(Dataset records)
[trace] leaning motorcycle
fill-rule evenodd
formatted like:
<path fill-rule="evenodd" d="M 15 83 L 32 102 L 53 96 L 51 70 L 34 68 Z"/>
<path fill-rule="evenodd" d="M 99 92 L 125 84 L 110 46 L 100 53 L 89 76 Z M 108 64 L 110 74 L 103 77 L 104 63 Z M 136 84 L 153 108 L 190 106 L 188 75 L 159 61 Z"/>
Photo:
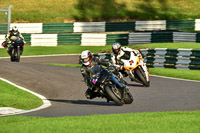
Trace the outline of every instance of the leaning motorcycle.
<path fill-rule="evenodd" d="M 128 52 L 128 56 L 122 56 L 121 61 L 132 81 L 142 83 L 146 87 L 150 86 L 149 72 L 146 63 L 144 63 L 136 53 Z"/>
<path fill-rule="evenodd" d="M 21 37 L 12 38 L 11 46 L 9 47 L 9 55 L 11 61 L 20 61 L 21 47 L 24 46 L 23 39 Z"/>
<path fill-rule="evenodd" d="M 105 69 L 101 65 L 94 65 L 91 68 L 93 73 L 91 79 L 95 92 L 98 92 L 102 98 L 106 98 L 108 102 L 114 101 L 119 106 L 124 103 L 131 104 L 133 102 L 132 94 L 128 87 L 111 72 L 112 70 L 109 67 Z"/>

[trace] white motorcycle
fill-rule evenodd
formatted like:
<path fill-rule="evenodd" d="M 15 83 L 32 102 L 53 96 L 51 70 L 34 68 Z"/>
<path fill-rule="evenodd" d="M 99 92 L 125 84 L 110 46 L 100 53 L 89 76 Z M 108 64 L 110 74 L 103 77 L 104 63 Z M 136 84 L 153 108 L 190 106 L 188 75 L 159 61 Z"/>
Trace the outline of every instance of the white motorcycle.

**Your goal**:
Rewrite all of the records above, substituting "bicycle" for every occurrence of "motorcycle" and keeping everything else the same. Leave out the pictures.

**Exercise output**:
[trace] leaning bicycle
fill-rule evenodd
formatted like:
<path fill-rule="evenodd" d="M 15 83 L 32 102 L 53 96 L 51 70 L 34 68 Z"/>
<path fill-rule="evenodd" d="M 99 92 L 125 84 L 110 46 L 100 53 L 89 76 Z M 108 64 L 110 74 L 103 77 L 104 63 Z M 136 84 L 153 108 L 190 106 L 188 75 L 159 61 Z"/>
Photo:
Trace the outline of every instance of the leaning bicycle.
<path fill-rule="evenodd" d="M 128 52 L 128 56 L 122 56 L 121 61 L 132 81 L 142 83 L 146 87 L 150 86 L 149 72 L 146 63 L 144 63 L 136 53 Z"/>
<path fill-rule="evenodd" d="M 21 37 L 12 38 L 11 46 L 9 47 L 9 55 L 11 61 L 20 61 L 21 47 L 24 46 L 23 39 Z"/>
<path fill-rule="evenodd" d="M 105 69 L 101 65 L 94 65 L 91 68 L 93 73 L 91 79 L 95 92 L 98 92 L 102 98 L 106 98 L 108 102 L 114 101 L 119 106 L 124 103 L 131 104 L 133 102 L 132 94 L 128 87 L 111 72 L 112 70 L 109 67 Z"/>

[trace] white bicycle
fill-rule evenodd
formatted like:
<path fill-rule="evenodd" d="M 15 83 L 32 102 L 53 96 L 51 70 L 34 68 Z"/>
<path fill-rule="evenodd" d="M 99 92 L 125 84 L 110 46 L 100 53 L 89 76 Z M 108 64 L 110 74 L 103 77 L 104 63 Z M 136 84 L 153 108 L 190 106 L 188 75 L 159 61 Z"/>
Trace the outline of every instance of the white bicycle.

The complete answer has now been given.